[Point annotation dataset entries]
══════════
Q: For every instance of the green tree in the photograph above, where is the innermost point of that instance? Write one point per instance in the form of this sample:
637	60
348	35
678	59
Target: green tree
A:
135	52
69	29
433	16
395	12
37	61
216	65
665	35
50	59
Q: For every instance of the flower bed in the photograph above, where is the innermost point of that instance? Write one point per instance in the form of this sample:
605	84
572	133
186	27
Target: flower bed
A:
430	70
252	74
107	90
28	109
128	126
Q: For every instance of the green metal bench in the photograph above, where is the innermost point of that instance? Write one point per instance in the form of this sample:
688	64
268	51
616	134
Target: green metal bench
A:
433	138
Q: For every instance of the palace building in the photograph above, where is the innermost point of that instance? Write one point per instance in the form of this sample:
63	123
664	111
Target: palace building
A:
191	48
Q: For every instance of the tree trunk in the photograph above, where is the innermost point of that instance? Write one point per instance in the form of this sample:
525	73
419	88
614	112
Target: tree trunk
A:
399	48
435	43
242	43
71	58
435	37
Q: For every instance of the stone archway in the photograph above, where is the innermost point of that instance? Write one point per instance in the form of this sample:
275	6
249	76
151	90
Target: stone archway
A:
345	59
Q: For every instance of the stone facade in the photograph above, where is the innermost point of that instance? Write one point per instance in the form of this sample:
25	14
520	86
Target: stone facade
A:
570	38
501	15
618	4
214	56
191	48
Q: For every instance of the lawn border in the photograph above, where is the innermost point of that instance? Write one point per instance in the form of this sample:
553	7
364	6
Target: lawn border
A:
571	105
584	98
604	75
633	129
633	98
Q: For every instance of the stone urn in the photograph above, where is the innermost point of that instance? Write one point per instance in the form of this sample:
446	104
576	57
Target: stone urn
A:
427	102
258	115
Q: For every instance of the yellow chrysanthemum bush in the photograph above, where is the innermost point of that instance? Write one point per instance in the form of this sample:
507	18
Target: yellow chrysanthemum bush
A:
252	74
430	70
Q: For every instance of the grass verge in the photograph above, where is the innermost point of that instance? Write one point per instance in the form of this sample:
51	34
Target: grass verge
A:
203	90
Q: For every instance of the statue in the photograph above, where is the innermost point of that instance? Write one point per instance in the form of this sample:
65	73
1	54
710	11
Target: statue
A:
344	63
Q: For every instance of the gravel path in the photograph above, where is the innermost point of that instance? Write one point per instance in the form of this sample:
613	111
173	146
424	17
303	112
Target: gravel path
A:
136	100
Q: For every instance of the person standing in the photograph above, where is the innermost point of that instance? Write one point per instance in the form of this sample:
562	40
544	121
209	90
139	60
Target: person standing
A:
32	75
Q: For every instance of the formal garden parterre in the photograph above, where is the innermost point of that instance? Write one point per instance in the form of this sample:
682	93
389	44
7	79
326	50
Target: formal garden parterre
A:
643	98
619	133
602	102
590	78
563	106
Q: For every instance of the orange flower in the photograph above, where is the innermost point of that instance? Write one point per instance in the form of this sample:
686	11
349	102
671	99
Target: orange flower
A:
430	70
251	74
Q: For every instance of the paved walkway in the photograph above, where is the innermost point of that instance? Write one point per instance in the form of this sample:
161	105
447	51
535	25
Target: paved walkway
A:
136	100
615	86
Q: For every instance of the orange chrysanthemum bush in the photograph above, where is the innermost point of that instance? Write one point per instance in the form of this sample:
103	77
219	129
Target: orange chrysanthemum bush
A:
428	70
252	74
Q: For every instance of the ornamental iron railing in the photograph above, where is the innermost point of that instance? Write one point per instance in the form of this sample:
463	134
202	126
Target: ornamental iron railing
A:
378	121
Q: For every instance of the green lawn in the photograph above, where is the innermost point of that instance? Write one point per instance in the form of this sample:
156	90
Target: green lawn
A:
══════════
WHAT THE EXERCISE ASKS: Write out the entries above word for word, starting at the line that contains "Q: For every instance of the gravel" and ending with the last line of the entries.

ANSWER IN FULL:
Q: For every instance of the gravel path in the photograph above, where is the innermost point of that instance? Write one point per instance in the form of this sample:
613	111
173	146
424	17
303	112
Target: gravel path
A:
136	100
Q: For every instance of the person standing in the photograph above, where is the innermost point of that instance? Write one point per instance in the form of this sample:
562	40
544	121
209	90
139	60
Target: person standing
A:
32	75
Q: For every instance of the formal garden parterre in the photograph above, where is the innermost point of that instance? Write one point per instance in the form of this sample:
682	93
389	44
7	79
326	50
Target: formal garden parterre
A:
643	98
619	133
602	102
590	78
563	106
Q: For every instance of the orange flower in the photograph above, where is the innermost point of that instance? Write one point per instance in the form of this sample:
686	11
349	102
671	99
Target: orange flower
A:
430	70
251	74
Q: For every instance of the paved walkway in the photograph above, where is the innermost point of that instance? Write one point per instance in the form of this sample:
161	105
447	51
535	25
Target: paved walkway
A:
136	100
615	86
Q: For every instance of the orange chrysanthemum bush in the photograph above, where is the innermost point of that instance? Write one point per instance in the form of this sample:
103	77
219	129
Target: orange chrysanthemum bush
A:
428	70
252	74
Q: For every instance of the ornamental iron railing in the photograph above, where is the innermost point of that instance? Write one point per instance in the form of this sample:
463	134
202	126
Target: ornamental iron railing
A:
378	121
Q: For every instance of the green lawn in the photograph above, where is the innermost point of that instance? Write one point per instance in the form of this sample:
156	90
Target: green lawn
A:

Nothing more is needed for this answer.